Point localization data:
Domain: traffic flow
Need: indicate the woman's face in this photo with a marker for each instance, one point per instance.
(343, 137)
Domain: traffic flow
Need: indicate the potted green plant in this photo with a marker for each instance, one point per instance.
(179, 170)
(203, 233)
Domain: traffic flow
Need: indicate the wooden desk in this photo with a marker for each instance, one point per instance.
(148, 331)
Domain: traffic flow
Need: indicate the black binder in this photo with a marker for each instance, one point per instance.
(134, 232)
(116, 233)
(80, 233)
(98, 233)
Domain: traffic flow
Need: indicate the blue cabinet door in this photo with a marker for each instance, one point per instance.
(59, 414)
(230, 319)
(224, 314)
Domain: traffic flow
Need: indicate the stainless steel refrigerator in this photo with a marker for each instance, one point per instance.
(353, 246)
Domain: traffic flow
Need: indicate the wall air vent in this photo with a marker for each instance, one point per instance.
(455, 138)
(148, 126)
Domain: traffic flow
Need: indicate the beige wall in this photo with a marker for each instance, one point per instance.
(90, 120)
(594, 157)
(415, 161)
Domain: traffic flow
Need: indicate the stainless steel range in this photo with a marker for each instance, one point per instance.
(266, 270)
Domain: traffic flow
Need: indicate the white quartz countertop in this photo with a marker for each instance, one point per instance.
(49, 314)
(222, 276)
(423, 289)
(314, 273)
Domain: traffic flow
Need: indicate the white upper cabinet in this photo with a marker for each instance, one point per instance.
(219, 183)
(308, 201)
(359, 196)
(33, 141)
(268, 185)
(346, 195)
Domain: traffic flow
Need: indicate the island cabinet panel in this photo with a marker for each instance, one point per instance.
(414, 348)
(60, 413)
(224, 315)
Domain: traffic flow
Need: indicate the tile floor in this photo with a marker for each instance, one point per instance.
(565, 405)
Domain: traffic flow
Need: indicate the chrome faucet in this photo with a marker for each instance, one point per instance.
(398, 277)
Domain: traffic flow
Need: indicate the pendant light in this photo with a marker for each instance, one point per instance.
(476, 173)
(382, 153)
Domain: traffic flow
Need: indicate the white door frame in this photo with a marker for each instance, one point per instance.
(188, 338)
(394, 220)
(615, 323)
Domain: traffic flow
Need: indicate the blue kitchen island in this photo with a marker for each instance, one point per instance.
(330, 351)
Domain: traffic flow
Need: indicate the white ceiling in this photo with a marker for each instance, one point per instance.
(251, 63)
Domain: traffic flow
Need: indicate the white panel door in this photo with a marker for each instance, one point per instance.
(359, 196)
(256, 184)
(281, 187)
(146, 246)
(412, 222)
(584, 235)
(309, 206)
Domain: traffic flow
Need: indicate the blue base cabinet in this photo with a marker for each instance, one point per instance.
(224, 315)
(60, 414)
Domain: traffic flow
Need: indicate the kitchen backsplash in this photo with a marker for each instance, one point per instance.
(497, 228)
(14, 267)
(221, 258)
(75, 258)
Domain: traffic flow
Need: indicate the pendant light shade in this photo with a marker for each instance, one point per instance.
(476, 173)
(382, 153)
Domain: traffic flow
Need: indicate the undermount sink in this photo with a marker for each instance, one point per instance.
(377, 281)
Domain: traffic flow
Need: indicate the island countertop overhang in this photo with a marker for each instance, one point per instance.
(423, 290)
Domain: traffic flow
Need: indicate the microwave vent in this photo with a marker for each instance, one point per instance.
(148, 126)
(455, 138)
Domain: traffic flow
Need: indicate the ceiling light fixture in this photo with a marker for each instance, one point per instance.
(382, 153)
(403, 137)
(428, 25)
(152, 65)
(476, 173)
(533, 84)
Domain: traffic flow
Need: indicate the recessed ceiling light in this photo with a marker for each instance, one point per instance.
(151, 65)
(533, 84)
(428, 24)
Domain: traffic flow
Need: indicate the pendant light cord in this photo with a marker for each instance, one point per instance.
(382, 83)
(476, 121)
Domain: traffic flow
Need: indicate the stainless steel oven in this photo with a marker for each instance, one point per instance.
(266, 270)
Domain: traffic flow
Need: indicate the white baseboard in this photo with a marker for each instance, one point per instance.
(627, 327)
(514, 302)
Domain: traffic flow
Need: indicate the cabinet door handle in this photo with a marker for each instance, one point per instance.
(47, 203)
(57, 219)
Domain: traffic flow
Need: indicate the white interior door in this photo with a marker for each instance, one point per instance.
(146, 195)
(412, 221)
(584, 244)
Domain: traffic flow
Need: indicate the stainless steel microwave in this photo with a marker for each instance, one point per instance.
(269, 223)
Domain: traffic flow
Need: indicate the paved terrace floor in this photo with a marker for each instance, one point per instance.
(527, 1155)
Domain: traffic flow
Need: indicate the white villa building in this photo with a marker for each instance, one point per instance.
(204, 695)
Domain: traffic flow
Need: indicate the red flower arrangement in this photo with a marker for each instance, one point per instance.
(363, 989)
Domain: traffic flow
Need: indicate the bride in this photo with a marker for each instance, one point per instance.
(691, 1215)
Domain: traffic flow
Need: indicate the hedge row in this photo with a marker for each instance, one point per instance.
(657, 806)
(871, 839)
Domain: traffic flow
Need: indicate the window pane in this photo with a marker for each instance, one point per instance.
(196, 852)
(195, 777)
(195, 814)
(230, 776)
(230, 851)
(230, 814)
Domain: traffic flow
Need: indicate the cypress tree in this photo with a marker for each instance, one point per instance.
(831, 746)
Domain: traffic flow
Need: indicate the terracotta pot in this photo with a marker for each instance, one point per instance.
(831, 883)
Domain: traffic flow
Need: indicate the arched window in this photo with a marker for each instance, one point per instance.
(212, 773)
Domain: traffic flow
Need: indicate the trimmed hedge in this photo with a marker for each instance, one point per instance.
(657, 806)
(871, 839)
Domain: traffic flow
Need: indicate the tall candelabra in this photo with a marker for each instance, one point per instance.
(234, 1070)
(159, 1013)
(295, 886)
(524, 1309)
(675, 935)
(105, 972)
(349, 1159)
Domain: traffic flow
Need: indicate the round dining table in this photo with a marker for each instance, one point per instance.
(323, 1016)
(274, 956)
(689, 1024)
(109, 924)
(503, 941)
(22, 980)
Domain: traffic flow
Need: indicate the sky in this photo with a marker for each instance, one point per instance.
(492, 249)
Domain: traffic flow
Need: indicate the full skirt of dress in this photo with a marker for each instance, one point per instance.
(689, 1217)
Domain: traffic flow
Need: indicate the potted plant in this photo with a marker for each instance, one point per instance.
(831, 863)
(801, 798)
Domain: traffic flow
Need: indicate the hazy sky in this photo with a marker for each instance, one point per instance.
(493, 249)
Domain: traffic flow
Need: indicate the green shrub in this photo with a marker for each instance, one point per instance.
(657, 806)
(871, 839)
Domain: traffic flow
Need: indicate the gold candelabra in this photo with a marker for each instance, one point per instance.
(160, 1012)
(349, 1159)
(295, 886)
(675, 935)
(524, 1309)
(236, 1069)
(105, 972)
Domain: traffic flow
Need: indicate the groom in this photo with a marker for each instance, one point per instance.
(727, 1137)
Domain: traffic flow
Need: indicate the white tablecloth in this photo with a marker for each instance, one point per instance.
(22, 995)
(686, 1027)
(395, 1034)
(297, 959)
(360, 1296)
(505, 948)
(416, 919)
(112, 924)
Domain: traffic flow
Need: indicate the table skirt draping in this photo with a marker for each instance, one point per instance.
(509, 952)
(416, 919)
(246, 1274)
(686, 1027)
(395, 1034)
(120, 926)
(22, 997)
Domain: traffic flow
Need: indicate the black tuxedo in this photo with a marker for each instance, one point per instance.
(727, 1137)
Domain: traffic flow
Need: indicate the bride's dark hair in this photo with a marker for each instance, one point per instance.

Task requirements: Repeat all the records without altering a single word.

Answer box:
Domain: traffic flow
Need: indicate the woman's face in this photo with a marker for each instance, one point per instance.
(343, 137)
Domain: traffic flow
Need: indicate the potted green plant in this photo with a marker for each instance, one point per instance.
(179, 170)
(203, 233)
Domain: traffic flow
Need: indicate the wooden desk in this photo with a marker for each instance, one point per instance.
(148, 331)
Domain: traffic flow
Need: indicate the black binder in this photo with a marker for each instance, one point per instance.
(134, 232)
(116, 233)
(80, 233)
(98, 233)
Domain: traffic flow
Need: indicate the blue cabinet door in this photo with a marker for each instance, one point per instance.
(59, 414)
(230, 319)
(224, 314)
Domain: traffic flow
Need: indicate the stainless steel refrigerator in this photo with a marker for each instance, one point per instance.
(353, 246)
Domain: traffic flow
Need: indicate the wall air vent in this photo with a marker for each instance, one point per instance.
(455, 138)
(148, 126)
Domain: traffic flow
Need: indicate the beige wall in this photo with a marker for each instance, one point per instance.
(90, 120)
(594, 157)
(415, 161)
Domain: traffic flow
Need: indicate the stainless steel range in this photo with a marker for each instance, one point per instance.
(266, 270)
Domain: traffic flow
Need: indicate the white quartz countertop in this photo with a marker for each instance, one point per instance.
(49, 314)
(222, 276)
(423, 289)
(314, 273)
Domain: traffic flow
Need: indicate the white upper cabinet in this photo with a marker for each instance, one point per instance.
(219, 183)
(308, 201)
(359, 196)
(33, 141)
(268, 185)
(346, 195)
Domain: traffic flow
Need: indicate the island cabinet panel in this photo with a marker for each instance, one point per instance.
(414, 348)
(60, 413)
(224, 315)
Domain: traffic flow
Need: indicate the tile floor in this photo with a marker for each instance, one point per instance.
(565, 405)
Domain: traffic flow
Need: indicate the chrome faucet in this photo with a marker for each instance, one point per instance.
(398, 277)
Domain: traffic flow
Need: indicate the pendant light in this photo with a marker for each instance, one point per instance.
(476, 173)
(382, 153)
Domain: traffic flow
Need: indicate the white door frame in this photo with a marker for each instance, one point per instance.
(188, 338)
(394, 220)
(615, 323)
Domain: traffic flow
Need: indicate the blue kitchen island in this photo with a marker for each instance, one point per instance.
(330, 351)
Domain: traffic flow
Need: indicate the white ceiling in this photo with a marker for each instance, one point per instance.
(251, 63)
Domain: traffic flow
Need: indicate the white panel door in this photo with a marker for each instance, one point per instance.
(359, 196)
(256, 184)
(281, 187)
(146, 246)
(412, 222)
(584, 235)
(309, 206)
Domain: traffic flow
Need: indicate the blue base cabinet in this photo with a marker for each instance, one point per instance.
(224, 315)
(60, 414)
Domain: traffic flow
Need: indicate the kitchen backsplash in this photo with a marker for each instance, one point per instance.
(497, 228)
(14, 267)
(221, 258)
(75, 258)
Domain: traffic flow
Need: indicate the pendant light shade in this photo with a marker for each instance, one point per instance.
(476, 173)
(382, 153)
Domain: traffic flow
Need: indicate the undermount sink in this photo with a marker for each instance, one point per instance.
(377, 281)
Domain: traffic flow
Need: indicate the island countertop overhang in this photo with a marker for each instance, one point per instance.
(423, 290)
Domain: traffic flow
Need: indicate the microwave vent in this photo with a marker for each instance, one point per instance.
(148, 126)
(455, 138)
Domain: traffic flow
Need: indicate the ceiling light fixture in this photo with a marker for each instance, one point per instance.
(382, 153)
(403, 137)
(428, 25)
(152, 65)
(476, 173)
(533, 84)
Domain: traffic flow
Need: indicate the recessed ceiling light in this photo with a marker for each instance, one point per instance.
(151, 65)
(533, 84)
(428, 24)
Domain: traffic flow
Need: indicate the pendant light cord in this photo with a marker for each instance, one point per instance.
(382, 83)
(476, 121)
Domain: traffic flow
Need: indicate the stainless steel oven in this photo with a marker for each instance, one point per instance.
(266, 270)
Domain: traffic flow
Need: indicate the white baseboard in this photo with a marker for each instance, one point per instance.
(627, 327)
(514, 302)
Domain: traffic flow
Need: indicate the cabinet door handle in this photo with a marker for each instance, one point per instance.
(47, 203)
(57, 219)
Domain: traffic flow
Need: indicate the white interior door in this photo with a marker for each instance, one point per instance.
(146, 195)
(412, 221)
(584, 244)
Domain: traffic flow
Need: indicate the stainless steel microwave in this photo with a marker for each instance, one point per instance.
(269, 223)
Domain: traffic flow
Need: indicate the paved terrace floor in this photo with a marker for each instance, one point per instance.
(527, 1155)
Domain: traffic flow
Need: indicate the white villa building in this photo with a marker for each instance, one point per instance.
(204, 695)
Domain: traffic flow
Need: indicate the red flower arrangement in this photo with a marker for each instance, one point per instance.
(363, 989)
Domain: traffic flow
Need: indicate the bride in this photo with a marker for each instance, one point per instance.
(691, 1215)
Domain: traffic flow
Need: indicate the hedge row in this photo with a marker for each instance, one point per instance.
(657, 806)
(871, 839)
Domain: traffic flow
Need: indicate the window pane in this photo with a marker for each instance, one point per instance.
(196, 852)
(195, 777)
(195, 814)
(230, 776)
(230, 851)
(230, 814)
Domain: traffic flow
Need: indicate the cypress tree in this photo with a marker for each instance, one point per instance.
(831, 746)
Domain: traffic flow
Need: indicate the terracotta pot in this photo with a marker for each instance, one point per instance.
(831, 883)
Domain: traffic flow
Need: indicate the arched window in this photo with a marker for each instance, one point per instance.
(212, 773)
Domain: traffic flow
Need: indicate the trimmed hedge in this photo with a marker for each instance, one point per instance.
(657, 806)
(871, 839)
Domain: traffic flow
Need: indicate the tall candelabra in this photo with a marker for each instance, one point per instance.
(234, 1070)
(159, 1013)
(295, 886)
(524, 1309)
(675, 935)
(105, 972)
(349, 1159)
Domain: traffic flow
Need: indicate the round dining table in this photo with a marker for each instance, one point per instance.
(323, 1016)
(274, 956)
(689, 1024)
(109, 924)
(503, 941)
(22, 980)
Domain: traffic flow
Need: indicate the sky in this photo with a marker for each instance, one point per instance.
(492, 249)
Domain: traffic flow
Need: indicate the full skirt of dress in this photo with a marker for each instance, one point per instance.
(689, 1217)
Domain: traffic flow
Need: indicate the potted plant in this photo with a marker for each instance, one point per instance.
(831, 863)
(801, 798)
Domain: traffic flow
Need: indicate the hazy sky in this photo with a marker for each instance, one point per instance.
(493, 249)
Domain: traffic flow
Need: indicate the green shrub in this photo with a marker for each instance, one point per instance.
(657, 806)
(871, 839)
Domain: traffic flow
Need: indicate the gold candelabra in this photo with a marker for each instance, one point per instance.
(160, 1012)
(349, 1159)
(295, 886)
(675, 935)
(524, 1309)
(236, 1069)
(105, 972)
Domain: traffic flow
Need: indicate the groom in this photo with a marker for each instance, one point per instance.
(727, 1137)
Domain: traffic flow
Need: indicate the white tablecloth in this photo with a marker for each instance, one point per instance.
(22, 995)
(686, 1027)
(395, 1034)
(297, 959)
(360, 1296)
(505, 948)
(416, 919)
(112, 924)
Domain: traffic flow
Need: indicate the table skirt draping in this photo with a marker for each instance, one point per instance.
(509, 952)
(416, 919)
(246, 1274)
(686, 1027)
(395, 1034)
(120, 926)
(22, 997)
Domain: traffic flow
Need: indicate the black tuxedo in this photo with a marker for each instance, one point per instance.
(727, 1137)
Domain: traffic flow
Need: indicate the bride's dark hair in this photo with a marker for each instance, one point per instance.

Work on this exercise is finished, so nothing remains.